GIVEN TEXT: Begin
What Happened: China announced a new "negative list" June 30 loosening restrictions on foreign investment in seven industries, Nikkei reported July 1, and its National Development and Reform Commission released a new version of its Encouraged Industries for Foreign Investment Catalogue, which specifies industries where foreign investment can receive preferential treatment. The former list loosens restrictions in domestic shipping, gas and heating pipelines in cities with more than 500,000 people, construction and movie theater operations. It also paves the way for foreign investment in hydrocarbon exploration and development, and the exploration and mining of minerals such as molybdenum. Some agriculture sectors were also opened up. The list will be effective on July 30, and the restrictions are expected to be fully lifted by the end of 2019. The Encouraged Industry catalog meanwhile offered preferential treatment to foreign investment in 415 industries nationwide and 693 industries in the central, western and northeastern regions. The Encouraged Industry list prioritizes high-end, intelligent and green manufacturing, including 5G, integrated circuit, cloud computing and vehicle component technology.
Why It Matters: Beijing is using the moves to establish its commitment to wider market reforms and to soothe foreign investment concerns amid its ongoing trade war with the United States. Market access restrictions are one of China's numerous nontrade barriers to foreign investment. Some reports indicate that Beijing has also sought to at least temporarily alleviate other nontrade barriers, such as government regulations and custom inspections.
Background/Context: The original 2018 version of China's negative list maintained restrictions on foreign investment in 48 sectors, including wheat and corn seeds, genetically modified organisms of certain agricultural products, oil, natural gas aside from joint ventures in the sector, and mining. It also restricted industries including pharmaceuticals, printing and nuclear power, and partially restricted some other industries, such as the automotive, financial, retail and telecom sectors.
GIVEN TEXT: End
> REQUIRED WORK
Edit the China investment text between "Why It Matters: Beijing" and "and custom inspections.", inclusive, and replace "trade war" with "trade dispute". The material after this point is separate from the China investment text.
SUPPLIED DATA: Begin
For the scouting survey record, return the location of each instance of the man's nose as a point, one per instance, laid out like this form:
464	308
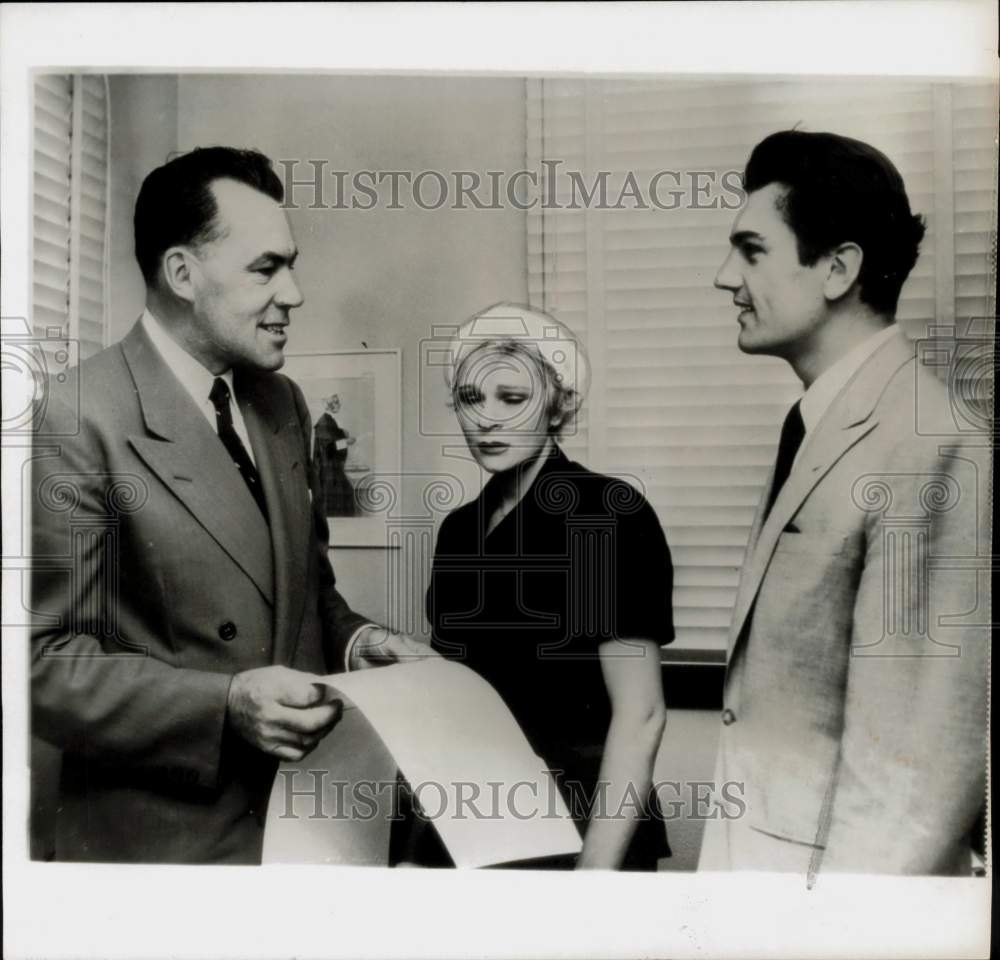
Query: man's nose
728	276
289	294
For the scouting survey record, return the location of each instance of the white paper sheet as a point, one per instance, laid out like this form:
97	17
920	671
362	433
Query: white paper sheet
467	760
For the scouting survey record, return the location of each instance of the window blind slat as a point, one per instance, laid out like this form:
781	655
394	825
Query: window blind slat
70	207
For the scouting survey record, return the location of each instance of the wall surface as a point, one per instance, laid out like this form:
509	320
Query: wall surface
143	135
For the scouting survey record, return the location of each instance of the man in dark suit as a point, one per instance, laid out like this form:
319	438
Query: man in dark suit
183	599
854	713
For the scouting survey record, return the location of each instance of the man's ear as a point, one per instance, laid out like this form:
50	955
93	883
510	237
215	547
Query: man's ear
845	265
177	268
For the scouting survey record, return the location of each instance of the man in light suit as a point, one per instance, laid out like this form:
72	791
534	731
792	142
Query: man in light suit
854	718
183	600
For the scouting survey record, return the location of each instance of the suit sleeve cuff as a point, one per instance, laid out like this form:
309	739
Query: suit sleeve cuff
352	643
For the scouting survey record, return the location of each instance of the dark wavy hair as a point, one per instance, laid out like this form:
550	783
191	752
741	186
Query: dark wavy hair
176	205
841	190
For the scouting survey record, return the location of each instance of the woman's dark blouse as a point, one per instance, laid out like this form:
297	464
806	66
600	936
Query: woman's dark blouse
579	561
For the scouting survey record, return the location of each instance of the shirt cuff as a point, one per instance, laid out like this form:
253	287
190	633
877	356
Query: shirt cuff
353	642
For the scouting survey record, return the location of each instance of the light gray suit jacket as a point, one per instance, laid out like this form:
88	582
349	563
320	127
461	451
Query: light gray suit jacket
855	696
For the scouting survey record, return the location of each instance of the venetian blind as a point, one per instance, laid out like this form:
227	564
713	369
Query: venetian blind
70	197
674	403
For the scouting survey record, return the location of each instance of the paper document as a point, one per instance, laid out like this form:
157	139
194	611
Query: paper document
468	763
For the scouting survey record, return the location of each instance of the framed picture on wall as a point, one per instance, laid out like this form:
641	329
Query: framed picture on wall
354	400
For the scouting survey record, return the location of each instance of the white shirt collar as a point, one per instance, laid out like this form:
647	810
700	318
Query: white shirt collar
194	377
824	389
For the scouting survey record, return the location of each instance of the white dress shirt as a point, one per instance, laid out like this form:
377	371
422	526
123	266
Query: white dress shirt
196	379
824	389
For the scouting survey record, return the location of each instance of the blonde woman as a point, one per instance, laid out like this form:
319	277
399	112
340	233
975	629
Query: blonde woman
555	583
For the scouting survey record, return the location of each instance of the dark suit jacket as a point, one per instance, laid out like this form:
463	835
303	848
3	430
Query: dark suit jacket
155	580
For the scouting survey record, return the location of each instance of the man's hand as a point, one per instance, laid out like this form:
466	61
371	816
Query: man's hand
377	646
283	712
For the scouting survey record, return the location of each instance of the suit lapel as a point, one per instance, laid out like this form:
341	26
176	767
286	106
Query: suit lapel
277	446
851	416
183	451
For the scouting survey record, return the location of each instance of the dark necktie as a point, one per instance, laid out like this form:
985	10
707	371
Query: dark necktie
231	441
792	433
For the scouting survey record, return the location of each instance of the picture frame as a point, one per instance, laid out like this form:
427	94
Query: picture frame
355	405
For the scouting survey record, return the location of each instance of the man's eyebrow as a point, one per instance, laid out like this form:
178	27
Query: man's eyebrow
273	258
745	236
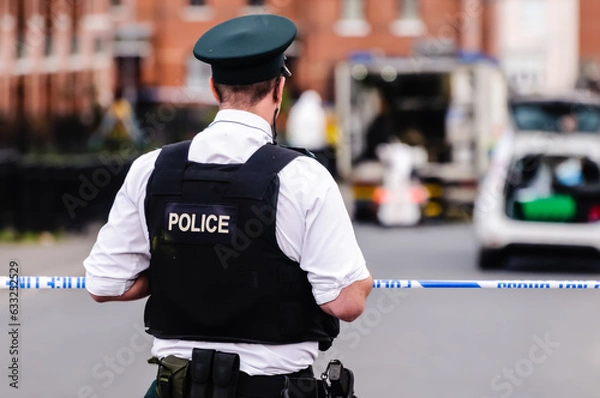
SUPPLIED DATA: End
> TASK SOLUTION
Why It Matters: Beijing is using the moves to establish its commitment to wider market reforms and to soothe foreign investment concerns amid its ongoing trade dispute with the United States. Market access restrictions are one of China's numerous nontrade barriers to foreign investment. Some reports indicate that Beijing has also sought to at least temporarily alleviate other nontrade barriers, such as government regulations and custom inspections.